(Information provided begins)

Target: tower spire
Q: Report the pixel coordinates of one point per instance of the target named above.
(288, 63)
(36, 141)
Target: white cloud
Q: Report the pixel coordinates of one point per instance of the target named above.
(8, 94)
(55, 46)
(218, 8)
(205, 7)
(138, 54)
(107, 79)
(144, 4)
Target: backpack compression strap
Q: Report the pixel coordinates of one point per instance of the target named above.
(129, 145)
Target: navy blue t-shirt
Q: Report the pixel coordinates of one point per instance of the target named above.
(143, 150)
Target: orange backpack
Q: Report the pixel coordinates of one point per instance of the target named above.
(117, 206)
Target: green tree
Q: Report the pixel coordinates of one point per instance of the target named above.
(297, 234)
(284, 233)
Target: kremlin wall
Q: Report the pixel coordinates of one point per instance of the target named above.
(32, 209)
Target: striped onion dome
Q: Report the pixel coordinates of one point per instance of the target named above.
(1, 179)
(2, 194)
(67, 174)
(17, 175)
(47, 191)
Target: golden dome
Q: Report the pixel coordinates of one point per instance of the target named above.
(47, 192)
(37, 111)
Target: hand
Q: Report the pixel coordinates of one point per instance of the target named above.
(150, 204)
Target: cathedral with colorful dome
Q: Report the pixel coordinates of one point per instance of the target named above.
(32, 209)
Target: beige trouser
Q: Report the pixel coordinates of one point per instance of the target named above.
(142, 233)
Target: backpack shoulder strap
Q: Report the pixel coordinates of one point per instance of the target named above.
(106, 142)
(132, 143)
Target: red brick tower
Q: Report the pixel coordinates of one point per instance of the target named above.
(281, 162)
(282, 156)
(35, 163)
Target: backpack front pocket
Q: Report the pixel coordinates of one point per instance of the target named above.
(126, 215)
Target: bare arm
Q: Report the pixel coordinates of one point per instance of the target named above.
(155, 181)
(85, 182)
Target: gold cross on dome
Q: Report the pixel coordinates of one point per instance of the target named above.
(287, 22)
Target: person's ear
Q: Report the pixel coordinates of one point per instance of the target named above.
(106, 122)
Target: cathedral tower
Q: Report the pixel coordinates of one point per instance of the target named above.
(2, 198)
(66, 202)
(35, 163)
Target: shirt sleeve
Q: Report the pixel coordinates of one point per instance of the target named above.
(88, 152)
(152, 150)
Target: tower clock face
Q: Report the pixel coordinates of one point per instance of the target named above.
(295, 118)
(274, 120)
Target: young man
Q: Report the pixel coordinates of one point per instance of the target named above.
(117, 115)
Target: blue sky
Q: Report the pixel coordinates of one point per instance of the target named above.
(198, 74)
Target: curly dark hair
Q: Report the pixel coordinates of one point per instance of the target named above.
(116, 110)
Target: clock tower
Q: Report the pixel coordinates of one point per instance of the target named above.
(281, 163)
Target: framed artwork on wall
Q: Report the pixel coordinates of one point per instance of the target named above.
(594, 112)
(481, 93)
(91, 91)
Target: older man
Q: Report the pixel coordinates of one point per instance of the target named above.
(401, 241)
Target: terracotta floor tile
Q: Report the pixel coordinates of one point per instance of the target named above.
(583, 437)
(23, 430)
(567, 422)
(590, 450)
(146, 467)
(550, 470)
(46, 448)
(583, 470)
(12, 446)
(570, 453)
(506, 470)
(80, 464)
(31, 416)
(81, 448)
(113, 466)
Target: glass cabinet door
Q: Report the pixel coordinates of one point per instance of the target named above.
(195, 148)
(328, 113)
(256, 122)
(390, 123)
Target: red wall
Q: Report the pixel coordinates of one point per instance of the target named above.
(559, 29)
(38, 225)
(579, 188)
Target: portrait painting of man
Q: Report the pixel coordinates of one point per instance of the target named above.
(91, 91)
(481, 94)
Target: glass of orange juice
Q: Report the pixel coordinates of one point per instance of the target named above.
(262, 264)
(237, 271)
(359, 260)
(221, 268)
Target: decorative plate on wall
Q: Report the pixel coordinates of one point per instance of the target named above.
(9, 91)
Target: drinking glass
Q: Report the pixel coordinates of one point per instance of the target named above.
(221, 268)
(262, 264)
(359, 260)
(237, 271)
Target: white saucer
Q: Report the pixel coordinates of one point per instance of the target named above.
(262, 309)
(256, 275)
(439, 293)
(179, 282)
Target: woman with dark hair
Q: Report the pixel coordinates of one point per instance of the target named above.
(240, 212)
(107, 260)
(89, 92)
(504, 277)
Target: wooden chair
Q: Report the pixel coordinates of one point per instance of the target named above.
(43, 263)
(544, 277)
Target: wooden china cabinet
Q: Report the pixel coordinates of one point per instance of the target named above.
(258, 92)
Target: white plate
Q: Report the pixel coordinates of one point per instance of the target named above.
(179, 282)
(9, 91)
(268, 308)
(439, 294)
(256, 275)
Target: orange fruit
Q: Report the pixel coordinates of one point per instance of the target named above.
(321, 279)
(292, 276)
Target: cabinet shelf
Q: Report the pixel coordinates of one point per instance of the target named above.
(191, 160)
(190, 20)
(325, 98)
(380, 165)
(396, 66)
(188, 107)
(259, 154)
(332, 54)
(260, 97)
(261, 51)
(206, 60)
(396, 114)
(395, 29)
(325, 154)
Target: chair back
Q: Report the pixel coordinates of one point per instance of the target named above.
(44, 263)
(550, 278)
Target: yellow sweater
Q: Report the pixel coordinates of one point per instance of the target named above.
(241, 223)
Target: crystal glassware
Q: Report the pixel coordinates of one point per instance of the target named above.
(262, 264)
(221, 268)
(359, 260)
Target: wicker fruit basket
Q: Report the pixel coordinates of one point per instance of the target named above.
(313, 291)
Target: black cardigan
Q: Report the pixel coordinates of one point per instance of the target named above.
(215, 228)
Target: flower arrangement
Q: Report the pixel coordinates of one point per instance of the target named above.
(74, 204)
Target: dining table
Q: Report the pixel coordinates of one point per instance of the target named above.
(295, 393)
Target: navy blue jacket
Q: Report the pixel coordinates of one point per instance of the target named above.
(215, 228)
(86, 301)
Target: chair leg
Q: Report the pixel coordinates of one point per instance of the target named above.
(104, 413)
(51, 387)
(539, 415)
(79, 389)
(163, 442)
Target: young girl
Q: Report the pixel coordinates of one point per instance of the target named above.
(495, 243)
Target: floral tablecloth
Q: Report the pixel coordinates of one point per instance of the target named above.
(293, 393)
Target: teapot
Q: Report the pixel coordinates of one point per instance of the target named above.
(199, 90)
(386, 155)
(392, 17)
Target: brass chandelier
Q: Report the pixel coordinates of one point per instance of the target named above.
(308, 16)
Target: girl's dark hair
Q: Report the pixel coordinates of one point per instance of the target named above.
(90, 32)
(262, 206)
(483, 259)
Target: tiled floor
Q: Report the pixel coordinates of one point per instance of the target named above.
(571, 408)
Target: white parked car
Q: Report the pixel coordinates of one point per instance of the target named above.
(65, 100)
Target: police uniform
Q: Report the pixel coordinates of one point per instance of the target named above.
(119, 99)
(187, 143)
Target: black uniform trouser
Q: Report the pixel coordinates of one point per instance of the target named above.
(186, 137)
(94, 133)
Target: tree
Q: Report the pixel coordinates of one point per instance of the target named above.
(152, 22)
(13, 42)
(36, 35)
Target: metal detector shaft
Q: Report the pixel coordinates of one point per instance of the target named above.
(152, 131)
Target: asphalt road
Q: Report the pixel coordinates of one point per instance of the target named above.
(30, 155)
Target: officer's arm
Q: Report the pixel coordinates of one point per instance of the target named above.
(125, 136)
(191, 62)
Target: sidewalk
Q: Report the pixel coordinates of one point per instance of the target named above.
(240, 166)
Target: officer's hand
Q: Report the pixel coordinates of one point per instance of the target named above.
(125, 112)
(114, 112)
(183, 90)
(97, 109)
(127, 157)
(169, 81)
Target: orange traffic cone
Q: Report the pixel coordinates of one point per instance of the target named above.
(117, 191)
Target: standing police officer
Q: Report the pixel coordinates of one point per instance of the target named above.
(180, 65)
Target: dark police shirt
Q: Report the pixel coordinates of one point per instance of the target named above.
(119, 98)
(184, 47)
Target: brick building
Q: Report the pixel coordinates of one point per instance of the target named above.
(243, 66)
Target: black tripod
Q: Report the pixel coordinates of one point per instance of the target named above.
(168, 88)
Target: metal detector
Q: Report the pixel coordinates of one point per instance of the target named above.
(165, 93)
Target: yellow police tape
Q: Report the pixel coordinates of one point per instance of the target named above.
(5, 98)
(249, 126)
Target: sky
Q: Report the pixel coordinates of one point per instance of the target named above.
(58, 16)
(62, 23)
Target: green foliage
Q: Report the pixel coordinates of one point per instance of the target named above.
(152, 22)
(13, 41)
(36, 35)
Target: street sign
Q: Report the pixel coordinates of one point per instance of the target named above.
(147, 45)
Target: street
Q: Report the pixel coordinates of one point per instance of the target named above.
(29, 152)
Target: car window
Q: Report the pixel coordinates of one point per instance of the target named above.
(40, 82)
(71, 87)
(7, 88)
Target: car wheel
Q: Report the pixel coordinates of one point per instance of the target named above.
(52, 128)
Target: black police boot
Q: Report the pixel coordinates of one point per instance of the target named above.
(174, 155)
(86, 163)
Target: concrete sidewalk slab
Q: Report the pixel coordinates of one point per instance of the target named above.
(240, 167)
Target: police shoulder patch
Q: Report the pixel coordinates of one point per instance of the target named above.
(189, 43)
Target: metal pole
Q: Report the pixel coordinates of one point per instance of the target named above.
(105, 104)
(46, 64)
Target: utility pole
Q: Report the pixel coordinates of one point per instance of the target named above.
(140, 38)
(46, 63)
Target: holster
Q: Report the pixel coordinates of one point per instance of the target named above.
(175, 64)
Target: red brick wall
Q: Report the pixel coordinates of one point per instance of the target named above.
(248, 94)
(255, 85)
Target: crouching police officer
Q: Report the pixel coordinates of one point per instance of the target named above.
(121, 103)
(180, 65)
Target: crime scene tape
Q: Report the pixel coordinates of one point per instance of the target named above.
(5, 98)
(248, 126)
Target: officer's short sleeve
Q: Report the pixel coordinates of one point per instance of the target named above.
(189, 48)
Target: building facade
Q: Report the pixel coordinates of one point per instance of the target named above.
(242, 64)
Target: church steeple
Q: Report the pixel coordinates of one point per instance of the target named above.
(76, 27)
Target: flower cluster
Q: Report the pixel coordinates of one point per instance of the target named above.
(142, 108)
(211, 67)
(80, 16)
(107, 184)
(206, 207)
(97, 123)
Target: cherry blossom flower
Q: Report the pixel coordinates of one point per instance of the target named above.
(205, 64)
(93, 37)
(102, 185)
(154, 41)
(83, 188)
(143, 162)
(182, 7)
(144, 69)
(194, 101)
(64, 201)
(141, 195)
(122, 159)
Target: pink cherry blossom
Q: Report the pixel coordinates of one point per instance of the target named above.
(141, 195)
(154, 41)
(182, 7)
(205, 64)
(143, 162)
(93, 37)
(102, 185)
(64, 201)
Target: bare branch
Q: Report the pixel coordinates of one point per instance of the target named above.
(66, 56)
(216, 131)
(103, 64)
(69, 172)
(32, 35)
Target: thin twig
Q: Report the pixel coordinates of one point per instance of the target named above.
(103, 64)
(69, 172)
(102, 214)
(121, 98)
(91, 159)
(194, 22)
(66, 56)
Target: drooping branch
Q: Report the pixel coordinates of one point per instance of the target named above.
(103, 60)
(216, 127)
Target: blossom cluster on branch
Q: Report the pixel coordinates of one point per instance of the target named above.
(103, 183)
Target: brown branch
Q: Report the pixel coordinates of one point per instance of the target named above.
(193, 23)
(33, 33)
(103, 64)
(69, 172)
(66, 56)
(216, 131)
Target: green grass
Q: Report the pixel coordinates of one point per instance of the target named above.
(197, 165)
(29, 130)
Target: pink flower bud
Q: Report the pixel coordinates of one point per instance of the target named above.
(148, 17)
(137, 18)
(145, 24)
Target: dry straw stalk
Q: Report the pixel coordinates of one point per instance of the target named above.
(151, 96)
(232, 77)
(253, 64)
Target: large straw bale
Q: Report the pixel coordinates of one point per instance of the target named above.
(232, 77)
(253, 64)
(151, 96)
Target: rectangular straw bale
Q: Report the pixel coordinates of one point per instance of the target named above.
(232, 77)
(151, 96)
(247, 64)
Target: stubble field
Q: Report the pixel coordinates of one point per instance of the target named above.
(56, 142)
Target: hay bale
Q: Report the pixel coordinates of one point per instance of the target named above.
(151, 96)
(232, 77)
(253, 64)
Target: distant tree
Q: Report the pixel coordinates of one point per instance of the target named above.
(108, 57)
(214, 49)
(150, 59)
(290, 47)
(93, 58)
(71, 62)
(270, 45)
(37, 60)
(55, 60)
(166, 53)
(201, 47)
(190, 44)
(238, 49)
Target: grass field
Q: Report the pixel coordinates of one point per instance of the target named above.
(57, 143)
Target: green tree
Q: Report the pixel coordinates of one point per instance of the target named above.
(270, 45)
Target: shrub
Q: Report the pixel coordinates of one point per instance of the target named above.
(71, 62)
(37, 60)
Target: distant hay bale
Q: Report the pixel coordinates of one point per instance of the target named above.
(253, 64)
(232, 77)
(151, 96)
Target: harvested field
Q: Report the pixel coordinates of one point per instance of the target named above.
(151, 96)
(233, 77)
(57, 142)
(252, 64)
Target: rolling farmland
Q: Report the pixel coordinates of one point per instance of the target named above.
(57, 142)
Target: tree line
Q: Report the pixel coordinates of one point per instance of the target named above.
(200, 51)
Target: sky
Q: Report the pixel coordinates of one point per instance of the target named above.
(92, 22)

(Information provided ends)

Exercise -> Could you copy exactly the lines from the first line of the records above through the line containing "Target: orange backpack", both included, and nothing else?

Answer box ->
Target: tower spire
Q: Report the pixel coordinates of one point per instance of the target named above.
(288, 63)
(36, 141)
Target: white cloud
Q: Report the pixel coordinates of one point per instance of the target named above.
(8, 94)
(55, 46)
(218, 8)
(205, 7)
(138, 54)
(107, 79)
(144, 4)
Target: backpack compression strap
Q: Report the pixel coordinates of one point per instance of the target named above.
(129, 145)
Target: navy blue t-shirt
Q: Report the pixel coordinates of one point per instance of the target named above.
(143, 150)
Target: orange backpack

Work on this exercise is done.